**Exercise instructions**.
In the listing below, every entry should be duplicated exactly.
─── Data records ───
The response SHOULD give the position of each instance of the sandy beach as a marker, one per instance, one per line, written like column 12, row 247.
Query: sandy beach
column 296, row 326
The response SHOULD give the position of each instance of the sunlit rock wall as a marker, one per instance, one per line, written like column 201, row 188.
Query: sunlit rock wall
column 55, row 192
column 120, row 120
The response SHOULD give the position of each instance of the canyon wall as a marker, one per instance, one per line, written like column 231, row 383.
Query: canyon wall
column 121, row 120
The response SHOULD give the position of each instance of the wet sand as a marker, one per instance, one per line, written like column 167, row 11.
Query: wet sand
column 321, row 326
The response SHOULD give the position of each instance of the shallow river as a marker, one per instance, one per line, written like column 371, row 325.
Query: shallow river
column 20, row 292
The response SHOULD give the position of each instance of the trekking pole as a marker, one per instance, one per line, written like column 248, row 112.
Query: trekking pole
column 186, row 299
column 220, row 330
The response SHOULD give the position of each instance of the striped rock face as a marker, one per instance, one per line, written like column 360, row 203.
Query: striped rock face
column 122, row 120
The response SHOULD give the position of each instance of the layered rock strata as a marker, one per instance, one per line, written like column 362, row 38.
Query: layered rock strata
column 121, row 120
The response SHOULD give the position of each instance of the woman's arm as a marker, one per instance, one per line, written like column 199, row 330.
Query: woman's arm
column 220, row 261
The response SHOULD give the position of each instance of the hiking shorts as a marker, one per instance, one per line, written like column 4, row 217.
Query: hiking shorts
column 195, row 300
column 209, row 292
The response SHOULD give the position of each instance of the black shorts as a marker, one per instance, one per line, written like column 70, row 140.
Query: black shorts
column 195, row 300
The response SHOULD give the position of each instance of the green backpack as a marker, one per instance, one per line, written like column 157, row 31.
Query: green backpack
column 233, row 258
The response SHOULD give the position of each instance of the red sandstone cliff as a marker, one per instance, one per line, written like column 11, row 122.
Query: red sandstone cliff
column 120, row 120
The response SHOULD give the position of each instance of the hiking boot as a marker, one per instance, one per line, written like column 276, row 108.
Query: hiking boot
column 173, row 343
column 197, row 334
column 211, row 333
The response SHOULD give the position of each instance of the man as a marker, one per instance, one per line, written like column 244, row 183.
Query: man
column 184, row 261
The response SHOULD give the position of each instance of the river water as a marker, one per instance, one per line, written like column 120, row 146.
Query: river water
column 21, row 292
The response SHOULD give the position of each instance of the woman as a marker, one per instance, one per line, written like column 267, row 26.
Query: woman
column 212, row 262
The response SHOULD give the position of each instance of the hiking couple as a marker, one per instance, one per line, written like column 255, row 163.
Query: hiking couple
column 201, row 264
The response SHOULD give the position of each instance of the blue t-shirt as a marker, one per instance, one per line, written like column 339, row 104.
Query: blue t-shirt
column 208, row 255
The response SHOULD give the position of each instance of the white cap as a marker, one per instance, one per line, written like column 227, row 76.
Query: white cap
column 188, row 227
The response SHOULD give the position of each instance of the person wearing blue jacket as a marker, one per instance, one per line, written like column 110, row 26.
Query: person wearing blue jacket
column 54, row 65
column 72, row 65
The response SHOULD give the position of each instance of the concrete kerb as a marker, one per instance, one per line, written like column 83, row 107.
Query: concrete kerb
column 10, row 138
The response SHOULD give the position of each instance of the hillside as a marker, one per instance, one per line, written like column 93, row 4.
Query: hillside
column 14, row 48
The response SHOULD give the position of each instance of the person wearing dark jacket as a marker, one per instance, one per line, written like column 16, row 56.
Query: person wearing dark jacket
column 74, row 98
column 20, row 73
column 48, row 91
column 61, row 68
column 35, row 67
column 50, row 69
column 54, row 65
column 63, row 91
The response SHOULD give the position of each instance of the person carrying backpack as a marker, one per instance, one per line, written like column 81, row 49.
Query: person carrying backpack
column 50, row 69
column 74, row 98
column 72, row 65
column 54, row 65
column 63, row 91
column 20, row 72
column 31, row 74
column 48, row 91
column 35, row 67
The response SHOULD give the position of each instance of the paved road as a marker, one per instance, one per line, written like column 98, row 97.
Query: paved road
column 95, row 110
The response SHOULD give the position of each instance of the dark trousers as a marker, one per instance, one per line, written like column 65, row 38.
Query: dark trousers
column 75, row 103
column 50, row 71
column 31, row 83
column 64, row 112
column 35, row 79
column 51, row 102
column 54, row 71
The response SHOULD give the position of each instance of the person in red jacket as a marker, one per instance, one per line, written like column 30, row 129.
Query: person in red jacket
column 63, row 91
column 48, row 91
───
**Reply**.
The response SHOULD give the position of each instance of the sandy beach as a marker, one per instance, one per line, written like column 12, row 247.
Query: sandy beach
column 296, row 326
The response SHOULD give the position of each instance of the sunlit rock wall as a marker, one per instance, one per line, written like column 201, row 188.
Query: sunlit rock wall
column 55, row 192
column 120, row 120
The response SHOULD give the position of each instance of the canyon wall as a marker, one per instance, one per line, written like column 231, row 383.
Query: canyon wall
column 121, row 120
The response SHOULD give the position of each instance of the wet sand as a marker, one per instance, one per line, written like column 167, row 11.
Query: wet sand
column 321, row 326
The response SHOULD give the position of each instance of the shallow river as a marker, one per instance, one per line, written like column 371, row 325.
Query: shallow river
column 20, row 292
The response SHOULD give the position of each instance of the trekking pole as a marker, one per instance, one per line, written like column 248, row 112.
Query: trekking pole
column 186, row 299
column 220, row 330
The response SHOULD give the position of each instance of the striped rock face as a marker, one per instance, one per line, written like column 360, row 203.
Query: striped rock face
column 122, row 120
The response SHOULD give the position of each instance of the layered rock strata as a marker, one per instance, one per line, written like column 362, row 38.
Query: layered rock strata
column 121, row 120
The response SHOULD give the position of each instance of the woman's arm as a marker, one per instance, one per line, written like column 199, row 330.
Query: woman's arm
column 220, row 261
The response SHOULD give the position of each instance of the hiking shorts as a marker, one per instance, one per line, written like column 4, row 217.
Query: hiking shorts
column 195, row 300
column 209, row 292
The response SHOULD give the position of each instance of the black shorts as a marker, one per instance, one per line, written like column 70, row 140.
Query: black shorts
column 195, row 300
The response SHOULD give the position of each instance of the green backpack as a marker, one per instance, one per line, written like column 157, row 31.
Query: green backpack
column 233, row 258
The response SHOULD give the position of each instance of the red sandstone cliff as a marker, one per instance, one per line, written like column 11, row 122.
Query: red sandstone cliff
column 120, row 120
The response SHOULD give the position of each instance of the hiking boot as a marker, one per instance, one per line, written like column 276, row 108.
Query: hiking boot
column 173, row 343
column 197, row 334
column 211, row 333
The response SHOULD give the position of each instance of the man as a marker, one per instance, one per line, written like column 244, row 183.
Query: man
column 184, row 261
The response SHOULD give the position of each instance of the river water as a marker, one per instance, one per line, written like column 120, row 146.
Query: river water
column 21, row 292
The response SHOULD give the position of each instance of the woman as a marker, one per instance, one per line, written like column 267, row 26.
Query: woman
column 212, row 262
The response SHOULD give the position of each instance of the hiking couple as a marker, one per instance, one per line, written like column 255, row 163.
Query: hiking couple
column 201, row 264
The response SHOULD give the position of each instance of the blue t-shirt as a marker, one per instance, one per line, written like column 339, row 104.
Query: blue t-shirt
column 208, row 255
The response SHOULD give the position of each instance of the white cap as a marker, one per instance, one per line, written like column 227, row 76.
Query: white cap
column 188, row 227
The response SHOULD give the position of each instance of the person wearing blue jacket as a marker, one per instance, one per line, written like column 110, row 26.
Query: person wearing blue jacket
column 54, row 65
column 72, row 65
The response SHOULD give the position of each instance of the concrete kerb as a marker, one per instance, one per line, written like column 83, row 107.
Query: concrete kerb
column 10, row 138
The response SHOULD give the position of each instance of the hillside as a marker, one per instance, one per line, written like column 93, row 4.
Query: hillside
column 14, row 48
The response SHOULD give the position of each instance of the person wearing dark jacket as a marker, one per instance, one per line, written like column 16, row 56.
Query: person wearing dark jacket
column 74, row 98
column 20, row 73
column 48, row 91
column 61, row 68
column 35, row 67
column 50, row 69
column 54, row 65
column 63, row 91
The response SHOULD give the position of each instance of the person carrying backpack as a marker, one per instance, one per line, written like column 81, row 49.
Query: person carrying backpack
column 50, row 69
column 74, row 98
column 72, row 65
column 54, row 65
column 63, row 91
column 20, row 72
column 31, row 74
column 48, row 91
column 35, row 67
The response SHOULD give the position of each instance of the paved road as a marker, one per instance, one per line, written like column 98, row 97.
Query: paved road
column 95, row 110
The response SHOULD give the position of each instance of the dark trousers as a marker, one per instance, one per line, written like column 65, row 38.
Query: dark trousers
column 75, row 103
column 50, row 71
column 31, row 83
column 64, row 112
column 35, row 79
column 51, row 102
column 54, row 71
The response SHOULD give the position of each instance of the person in red jacket as a marker, one per instance, one per line, written like column 30, row 129.
Query: person in red jacket
column 63, row 91
column 48, row 91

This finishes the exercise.